### Aufgaben
[1] Nenne alles, was die Muslimbruderschaft laut dem Bericht über Ägyptens Übergangsregierung ablehnt.
[2] Gib den Bericht über Ägyptens Übergangsregierung von "KAIRO ap/afp |" bis "fordert dessen Rehabilitierung." wieder und ändere dabei "Mittwoch" in "Donnerstag".
[3] Führe den Bericht über Ägyptens Übergangsregierung nach seinem letzten Satz weiter.

── Lesetext

Für die Tamarod-Bewegung hat der Übergangspräsident zu viel Macht

KAIRO ap/afp | Ägyptens neue Führung kämpft mit großen Widerständen aus allen politischen Lagern. Die Muslimbruderschaft lehnt eine Beteiligung an der Übergangsregierung des neuen Ministerpräsidenten Hasem al-Biblaui entschieden ab. Die Muslimbruderschaft werde jedes Kooperationsangebot der Regierung ablehnen, sagte einer ihrer Sprecher am Mittwoch in Kairo. Auch Gespräche über eine nationale Aussöhnung lehnte er als „irrelevant“ ab.

Al-Biblaui hatte zuvor allen gesellschaftlichen Gruppen und ausdrücklich auch der Muslimbruderschaft eine Beteiligung an seiner Übergangsregierung angeboten. Er berät derzeit über die Zusammensetzung eines neuen Kabinetts. Die Ablehnung der Muslimbrüder war erwartet worden. Die Gruppe wertet den Sturz von Mohammed Mursi vor einer Woche als Putsch und Schlag gegen die Demokratie und fordert dessen Rehabilitierung.

────
── Daten

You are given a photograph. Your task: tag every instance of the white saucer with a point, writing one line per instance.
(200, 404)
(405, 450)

────

### Erwartete Ergebnisse
[1]
- eine Beteiligung an der Übergangsregierung des neuen Ministerpräsidenten Hasem al-Biblaui
- jedes Kooperationsangebot der Regierung
- Gespräche über eine nationale Aussöhnung

[2]
KAIRO ap/afp | Ägyptens neue Führung kämpft mit großen Widerständen aus allen politischen Lagern. Die Muslimbruderschaft lehnt eine Beteiligung an der Übergangsregierung des neuen Ministerpräsidenten Hasem al-Biblaui entschieden ab. Die Muslimbruderschaft werde jedes Kooperationsangebot der Regierung ablehnen, sagte einer ihrer Sprecher am Donnerstag in Kairo. Auch Gespräche über eine nationale Aussöhnung lehnte er als „irrelevant“ ab.

Al-Biblaui hatte zuvor allen gesellschaftlichen Gruppen und ausdrücklich auch der Muslimbruderschaft eine Beteiligung an seiner Übergangsregierung angeboten. Er berät derzeit über die Zusammensetzung eines neuen Kabinetts. Die Ablehnung der Muslimbrüder war erwartet worden. Die Gruppe wertet den Sturz von Mohammed Mursi vor einer Woche als Putsch und Schlag gegen die Demokratie und fordert dessen Rehabilitierung.

[3]
Die liberale Nationale Heilsfront des frisch ernannten Vizepräsidenten Mohammed ElBaradei kritisierte ebenfalls den Fahrplan von Übergangsstaatschef Adli Mansur für eine Verfassungsreform und Neuwahlen. Man sei nicht dazu befragt worden, das sei ein Bruch vorheriger Versprechen, hieß es in einer Erklärung der Nationalen Heilsfront am Dienstagabend. In Mansurs Vorlage fehlten entscheidende Passagen, andere müssten geändert oder entfernt werden. Um welche Passagen es sich handelt, wurde nicht erläutert. Die Muslimbrüder hatten den Zeitplan bereits abgelehnt.

Die Jugendbewegung Tamarod, die die jüngsten Massenproteste gegen Mursi weitgehend organisiert hatte, kritisierte ebenfalls Mansurs Fahrplan. Der Übergangspräsident gebe sich selbst zu viel Macht, indem er Gesetze erlassen könne. Ein Plan von Tamarod für die Zeit nach Mursi sieht einen weitgehend repräsentierenden Übergangspräsidenten vor.

Mansur schlägt zunächst die Einsetzung zweier Komitees vor, die Änderungen an der islamistisch ausgerichteten Verfassung ausarbeiten sollen. Innerhalb von viereinhalb Monaten soll es dann eine Volksabstimmung über die geänderte Verfassung geben. Im Anschluss daran sollen innerhalb von zwei Monaten Parlamentswahlen stattfinden; danach hätten die Abgeordneten eine Woche Zeit, um einen Termin für die Präsidentenwahl festzulegen.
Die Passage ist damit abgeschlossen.